» **TEXTAUSZUG**:
■ ■ ■ ■ ■ ■ ■
Die Dämpfungswerte sind:


> Aktuelle Datenrate
> 3456 kbit/s (Empfangsrichtung) 448 kbit/s (Senderichtung)
> 
> Leitungsdämpfung
> ...


Ich bin Ratlos und würde mich über jede helfende Antwort freuen.


----------



## daniel05 (5. März 2012)

Hast du sonst noch ne Anschlussdose in der Wohnung? Wenn ja, musst du die mal aufmachen und schauen ob da vielleicht ein Kabel locker ist. An der Anschlussdose auch mal prüfen. Wenn du 2 hast, musst du die so verkabeln das die direkt an dem Kabel sind...durchschleifen. Check deinen Splitter, Provider anfunken...die geben dir meist kostenlos einen und mal den Techniker fragen ob Störungen vorliegen.
Natürlich auch alle original Kabel und Netzteile benutzen. 
Wenn da kein Fehler auftaucht, kannst du dich an die Fritzfirmware machen und mal googeln ob es da Probleme gibt...evtl. Support AVM.

Dann evtl. PC Hardware (Lankarte) und Software prüfen.


----------



## TurricanVeteran (5. März 2012)

@Wazula
Die resync`s und deine leitungsdaten passen irgendwie nicht zusammen.Deine störabstandsmarge ist so hoch,das es locker für 8-10 mbit reichen sollte.
Kannst du mal auf der web-oberfläche der fritzbox auf "dsl-informationen" gehen und die reiter dsl,spektrum und statistik als bild hier posten? (leitung sollte idealer weise mal einen tag ohne resync gelaufen sein,geht aber auch so)
■ ■ ■ ■ ■ ■ ■
Datensätze aus einer Sammlung zur Punktbeschriftung:
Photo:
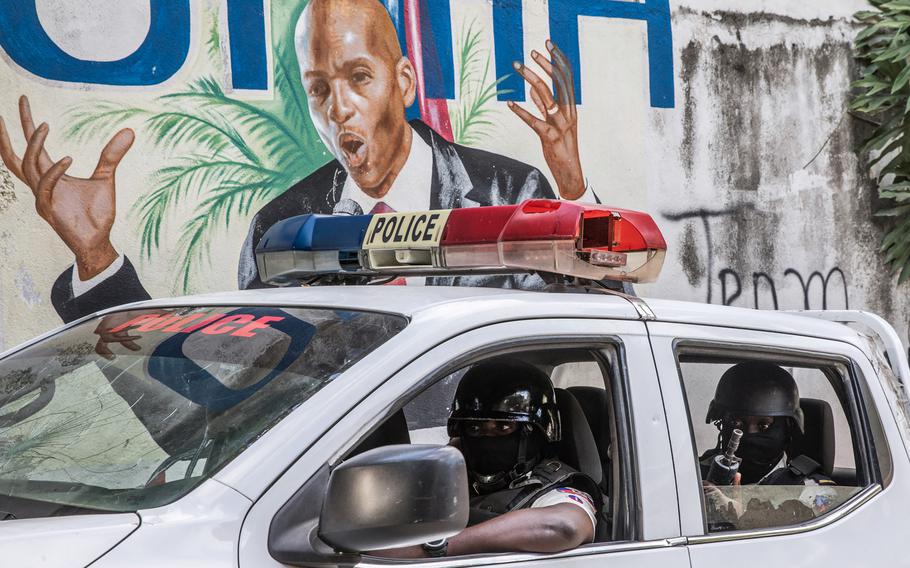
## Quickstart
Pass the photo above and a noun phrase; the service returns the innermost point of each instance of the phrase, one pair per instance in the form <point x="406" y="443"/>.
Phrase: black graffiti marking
<point x="706" y="215"/>
<point x="728" y="275"/>
<point x="757" y="277"/>
<point x="722" y="275"/>
<point x="824" y="280"/>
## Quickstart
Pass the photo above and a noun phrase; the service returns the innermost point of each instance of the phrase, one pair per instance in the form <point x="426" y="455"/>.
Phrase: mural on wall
<point x="178" y="131"/>
<point x="331" y="135"/>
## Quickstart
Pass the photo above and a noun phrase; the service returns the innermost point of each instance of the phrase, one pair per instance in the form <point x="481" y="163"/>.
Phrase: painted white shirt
<point x="411" y="189"/>
<point x="82" y="286"/>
■ ■ ■ ■ ■ ■ ■
» **AUFGABENSTELLUNG**:
A – Welche aktuelle Datenrate in Empfangsrichtung nennt der Textauszug?
B – Sammle alle Zeilen der Datensätze, in denen das Wort „returns“ vorkommt. Groß- und Kleinschreibung ist dabei zu beachten.

» **LÖSUNGEN**:
A – 3456 kbit/s

B –
Pass the photo above and a noun phrase; the service returns the innermost point of each instance of the phrase, one pair per instance in the form <point x="406" y="443"/>.
Pass the photo above and a noun phrase; the service returns the innermost point of each instance of the phrase, one pair per instance in the form <point x="426" y="455"/>.
Pass the photo above and a noun phrase; the service returns the innermost point of each instance of the phrase, one pair per instance in the form <point x="481" y="163"/>.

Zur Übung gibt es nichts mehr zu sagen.